▶ _Required work_:
An exact copy of the listing below is required.
▼
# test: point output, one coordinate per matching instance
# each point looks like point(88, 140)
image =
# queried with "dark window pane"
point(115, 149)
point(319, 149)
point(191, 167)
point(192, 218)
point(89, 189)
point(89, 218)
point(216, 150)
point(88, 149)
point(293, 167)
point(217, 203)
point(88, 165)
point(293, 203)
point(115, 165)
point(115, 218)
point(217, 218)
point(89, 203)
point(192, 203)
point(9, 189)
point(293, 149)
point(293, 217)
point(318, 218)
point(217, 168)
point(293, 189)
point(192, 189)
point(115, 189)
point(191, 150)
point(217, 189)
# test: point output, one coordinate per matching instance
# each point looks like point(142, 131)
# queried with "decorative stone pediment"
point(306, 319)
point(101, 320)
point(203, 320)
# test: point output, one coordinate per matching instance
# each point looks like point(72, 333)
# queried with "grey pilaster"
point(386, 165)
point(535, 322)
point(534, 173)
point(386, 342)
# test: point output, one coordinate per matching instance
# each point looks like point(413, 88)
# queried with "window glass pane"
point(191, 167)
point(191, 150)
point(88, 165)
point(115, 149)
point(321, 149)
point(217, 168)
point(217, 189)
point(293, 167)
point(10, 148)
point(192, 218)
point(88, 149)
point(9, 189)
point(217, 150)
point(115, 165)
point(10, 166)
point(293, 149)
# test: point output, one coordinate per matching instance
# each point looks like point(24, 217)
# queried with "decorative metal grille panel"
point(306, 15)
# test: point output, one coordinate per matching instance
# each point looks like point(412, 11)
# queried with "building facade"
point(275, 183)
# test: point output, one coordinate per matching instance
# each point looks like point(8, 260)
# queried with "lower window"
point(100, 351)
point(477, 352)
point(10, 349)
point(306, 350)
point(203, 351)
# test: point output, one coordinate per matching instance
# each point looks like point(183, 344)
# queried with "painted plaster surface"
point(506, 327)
▲
▶ _Answer to the exercise_:
# test: point output, one coordinate per matching instance
# each point looks like point(88, 140)
image =
# queried with "dark window pane"
point(115, 149)
point(319, 149)
point(191, 167)
point(192, 218)
point(89, 189)
point(89, 218)
point(216, 150)
point(88, 149)
point(293, 167)
point(217, 203)
point(88, 165)
point(293, 203)
point(115, 165)
point(115, 218)
point(217, 218)
point(89, 203)
point(192, 203)
point(9, 189)
point(293, 149)
point(293, 217)
point(318, 218)
point(217, 168)
point(293, 189)
point(192, 189)
point(115, 189)
point(191, 150)
point(217, 189)
# test: point output, one coordinate per matching instance
# each point looks like point(142, 131)
# queried with "decorative stone pediment"
point(306, 319)
point(101, 320)
point(203, 320)
# test: point output, one coordinate per matching instance
# each point looks like point(72, 333)
# queried with "grey pilaster"
point(386, 165)
point(535, 322)
point(534, 173)
point(386, 342)
# test: point output, one coordinate per matching instance
# each point looks like point(413, 88)
# queried with "window glass pane"
point(191, 167)
point(191, 150)
point(88, 165)
point(115, 149)
point(321, 149)
point(217, 168)
point(217, 189)
point(293, 167)
point(10, 148)
point(192, 218)
point(88, 149)
point(9, 189)
point(217, 150)
point(115, 165)
point(10, 166)
point(293, 149)
# test: point output, one coordinate per matching instance
# each point looks like point(24, 217)
# queried with "decorative metal grille panel"
point(306, 15)
# test: point output, one coordinate per matching instance
# each point looks like point(412, 11)
# queried with "building facade"
point(275, 183)
# test: point output, one coordinate per matching instance
# each point looks like point(8, 260)
# queried with "lower window"
point(100, 351)
point(477, 352)
point(10, 349)
point(306, 350)
point(203, 351)
# test: point output, one coordinate per matching instance
# each point looks like point(183, 344)
# queried with "painted plaster surface"
point(506, 327)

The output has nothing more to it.